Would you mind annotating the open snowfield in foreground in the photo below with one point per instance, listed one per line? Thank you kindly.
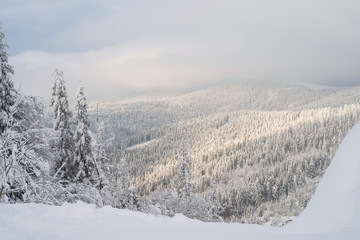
(332, 213)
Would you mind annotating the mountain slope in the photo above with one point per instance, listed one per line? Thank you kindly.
(336, 202)
(333, 213)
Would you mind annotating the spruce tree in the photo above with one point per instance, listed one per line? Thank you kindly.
(100, 157)
(183, 183)
(83, 152)
(64, 167)
(7, 91)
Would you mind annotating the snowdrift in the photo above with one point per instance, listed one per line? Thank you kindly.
(335, 206)
(332, 213)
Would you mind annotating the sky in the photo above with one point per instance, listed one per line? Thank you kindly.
(121, 48)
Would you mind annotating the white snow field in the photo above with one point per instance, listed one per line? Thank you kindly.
(332, 213)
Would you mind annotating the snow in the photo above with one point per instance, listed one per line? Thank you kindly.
(332, 213)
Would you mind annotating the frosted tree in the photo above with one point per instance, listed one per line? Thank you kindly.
(21, 166)
(214, 209)
(64, 167)
(7, 91)
(100, 157)
(83, 153)
(183, 183)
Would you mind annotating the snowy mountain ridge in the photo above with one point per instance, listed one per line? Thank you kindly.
(332, 213)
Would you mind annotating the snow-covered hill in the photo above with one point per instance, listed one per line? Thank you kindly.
(333, 213)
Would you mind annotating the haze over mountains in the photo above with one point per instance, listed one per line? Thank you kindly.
(266, 146)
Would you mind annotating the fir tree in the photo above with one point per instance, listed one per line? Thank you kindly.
(214, 209)
(83, 153)
(64, 166)
(183, 183)
(7, 91)
(100, 157)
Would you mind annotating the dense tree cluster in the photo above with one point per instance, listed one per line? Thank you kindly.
(265, 147)
(235, 152)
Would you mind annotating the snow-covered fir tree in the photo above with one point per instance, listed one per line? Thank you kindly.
(100, 159)
(83, 153)
(64, 166)
(214, 209)
(7, 91)
(183, 183)
(21, 167)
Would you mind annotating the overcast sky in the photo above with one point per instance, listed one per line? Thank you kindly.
(126, 47)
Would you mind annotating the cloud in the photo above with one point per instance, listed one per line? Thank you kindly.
(119, 48)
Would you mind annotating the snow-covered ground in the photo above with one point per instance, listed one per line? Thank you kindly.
(332, 213)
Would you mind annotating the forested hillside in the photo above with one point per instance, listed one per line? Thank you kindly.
(266, 147)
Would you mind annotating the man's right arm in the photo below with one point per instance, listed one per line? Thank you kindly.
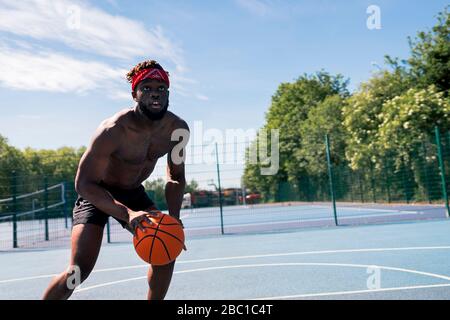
(92, 168)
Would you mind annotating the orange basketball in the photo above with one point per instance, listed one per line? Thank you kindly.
(161, 243)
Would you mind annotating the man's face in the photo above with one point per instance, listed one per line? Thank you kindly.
(152, 97)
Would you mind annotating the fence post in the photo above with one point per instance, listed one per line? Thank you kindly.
(427, 178)
(64, 199)
(46, 207)
(360, 187)
(388, 181)
(372, 183)
(220, 190)
(351, 185)
(330, 174)
(108, 231)
(442, 169)
(405, 185)
(14, 192)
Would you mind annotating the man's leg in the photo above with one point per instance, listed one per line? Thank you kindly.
(159, 280)
(86, 243)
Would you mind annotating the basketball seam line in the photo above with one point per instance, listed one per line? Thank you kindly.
(153, 241)
(165, 232)
(165, 248)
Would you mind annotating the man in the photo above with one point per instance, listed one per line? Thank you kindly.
(122, 154)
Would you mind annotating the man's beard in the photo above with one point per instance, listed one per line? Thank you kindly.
(153, 115)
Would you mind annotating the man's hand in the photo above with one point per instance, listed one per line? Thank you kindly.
(137, 217)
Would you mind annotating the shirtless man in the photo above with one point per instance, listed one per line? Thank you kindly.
(122, 154)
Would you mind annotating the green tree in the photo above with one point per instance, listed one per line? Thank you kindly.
(430, 55)
(409, 119)
(362, 110)
(289, 110)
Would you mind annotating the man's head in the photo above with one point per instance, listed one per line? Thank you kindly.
(150, 88)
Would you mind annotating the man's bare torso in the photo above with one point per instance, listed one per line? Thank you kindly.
(139, 148)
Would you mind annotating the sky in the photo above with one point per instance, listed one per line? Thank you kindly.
(63, 63)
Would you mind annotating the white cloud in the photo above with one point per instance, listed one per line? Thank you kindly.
(49, 71)
(257, 7)
(31, 26)
(202, 97)
(83, 27)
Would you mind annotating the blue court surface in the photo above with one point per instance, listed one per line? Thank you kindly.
(402, 259)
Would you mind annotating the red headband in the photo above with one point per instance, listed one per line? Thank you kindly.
(150, 73)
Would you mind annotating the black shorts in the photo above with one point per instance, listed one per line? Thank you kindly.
(135, 199)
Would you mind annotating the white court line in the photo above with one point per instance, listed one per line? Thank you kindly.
(300, 219)
(434, 275)
(366, 209)
(324, 294)
(249, 257)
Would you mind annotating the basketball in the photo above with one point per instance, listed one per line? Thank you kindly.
(161, 243)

## REQUIREMENT
Quote each record exactly as it stands, minus the pictures.

## OUTPUT OF THE EXERCISE
Would you mind annotating the open snowfield in foreground in the photo below with one point per instance, listed one per line? Thank you kindly.
(332, 213)
Would you mind annotating the mountain slope in the photo above with one point per instance, listed one per line? Thank you kindly.
(336, 202)
(333, 213)
Would you mind annotating the spruce tree in the photo above with one point per instance, listed one per line? Thank you kindly.
(100, 157)
(183, 183)
(83, 152)
(64, 167)
(7, 91)
Would you mind annotating the snowdrift in the photo above with one point per instance, listed one per line? Thank you kindly.
(335, 206)
(332, 213)
Would you mind annotating the sky in the photo above with one point per instance, listed one per line? Thank you kindly.
(121, 48)
Would you mind annotating the white snow field in the photo above with one point per instance, listed one per line? Thank you kindly.
(332, 213)
Would you mind annotating the snow in the photo above with one point per instance, listed one per line? Thank you kindly.
(332, 213)
Would you mind annotating the frosted tree in the photo above with one point per instance, listed one per line? Thank you kindly.
(21, 166)
(214, 209)
(64, 167)
(7, 91)
(100, 157)
(83, 153)
(183, 183)
Would you mind annotating the snowy mountain ridge in the photo above with one point per instance, listed one per line? Thank you kindly.
(332, 213)
Would you mind annotating the snow-covered hill in the photo above with one point per instance, listed one per line? Thank you kindly.
(333, 213)
Would you mind annotating the haze over mountains in the photo above with one point per instance, listed one per line? Thank you kindly.
(266, 146)
Would you mind annotating the fir tree in the photo above with one point per instance, listed one per line? Thank you kindly.
(214, 209)
(83, 153)
(64, 166)
(183, 183)
(7, 91)
(100, 157)
Would you mind annotating the dense tree cluster in the photo above with one point per instance, listed one per line? Thank you kindly.
(265, 147)
(235, 152)
Would you mind annotating the snow-covered fir tree in the photo above with one point per instance, listed one per line? Thank you kindly.
(100, 159)
(83, 153)
(64, 166)
(214, 209)
(7, 91)
(183, 183)
(21, 167)
Would you mind annotating the overcast sky in the photo above with one point per instance, listed one per line? Thank you kindly.
(126, 47)
Would you mind annotating the cloud in the photo above with one point per instance, listed one per line? Thank you kindly.
(119, 48)
Would you mind annotating the snow-covered ground in the photo above with one point per instance, listed one per line? Thank you kindly.
(332, 213)
Would you mind annotating the forested hillside in the photo above with one point per instance, listed one per line? Thank you kindly.
(266, 147)
Would you mind annotating the man's right arm in the photo below with one point per instance, listed one per line? Thank you kindly.
(92, 168)
Would you mind annotating the orange basketball in the photo above with one point per instance, listed one per line? Thank you kindly.
(161, 243)
Would you mind annotating the man's face in the photo above with one point per instance, listed one per line? Thank you kindly.
(152, 97)
Would you mind annotating the fence post in the photo above with one point per instance, listed one per line? Thank you kindly.
(427, 178)
(64, 199)
(46, 207)
(360, 187)
(388, 181)
(372, 183)
(220, 190)
(351, 185)
(330, 174)
(108, 231)
(442, 169)
(405, 185)
(14, 192)
Would you mind annotating the man's leg in the photo above with one point per instance, listed one per line? Thank you kindly.
(159, 280)
(86, 243)
Would you mind annotating the basketball seam line in the photo above with one point per instance, listed one per line? Thank you kindly.
(153, 241)
(165, 232)
(165, 248)
Would you mind annotating the man in the photo above with one point per instance, listed one per line? Thank you kindly.
(122, 154)
Would you mind annotating the man's beard in the photo above with one point per instance, listed one per line? Thank you kindly.
(153, 115)
Would you mind annotating the man's hand in the photo above with one point per instance, listed one per line? Thank you kindly.
(137, 217)
Would you mind annotating the shirtless man in the photo above with one point per instance, listed one per line? Thank you kindly.
(122, 154)
Would you mind annotating the green tree in the photo above with one point per instance, listed one per line? Thank you kindly.
(430, 55)
(409, 119)
(362, 110)
(289, 110)
Would you mind annotating the man's head in the photo above with one point per instance, listed one per line? Thank you kindly.
(150, 88)
Would you mind annotating the man's bare torso in the photo above with one point per instance, listed one per line? Thank you kindly.
(139, 148)
Would you mind annotating the sky in the photo above with one point per instance, listed one per line? Thank you kindly.
(63, 63)
Would you mind annotating the white cloud in the photo above with one point per instance, listed one per line? Thank you kindly.
(49, 71)
(257, 7)
(31, 26)
(202, 97)
(83, 27)
Would you mind annotating the blue court surface in the photo above with one point per instance, listed one per line? Thank you kindly.
(402, 259)
Would you mind annotating the red headband in the photo above with one point per instance, listed one per line? Thank you kindly.
(150, 73)
Would you mind annotating the black shorts in the photo above with one point per instance, listed one per line? Thank you kindly.
(135, 199)
Would you mind annotating the white court line in the photo above with one point per instance, listed one per line? Thank you kindly.
(300, 219)
(434, 275)
(366, 209)
(324, 294)
(249, 257)
Would you mind annotating the basketball in the photo above with one point per instance, listed one per line? Thank you kindly.
(161, 243)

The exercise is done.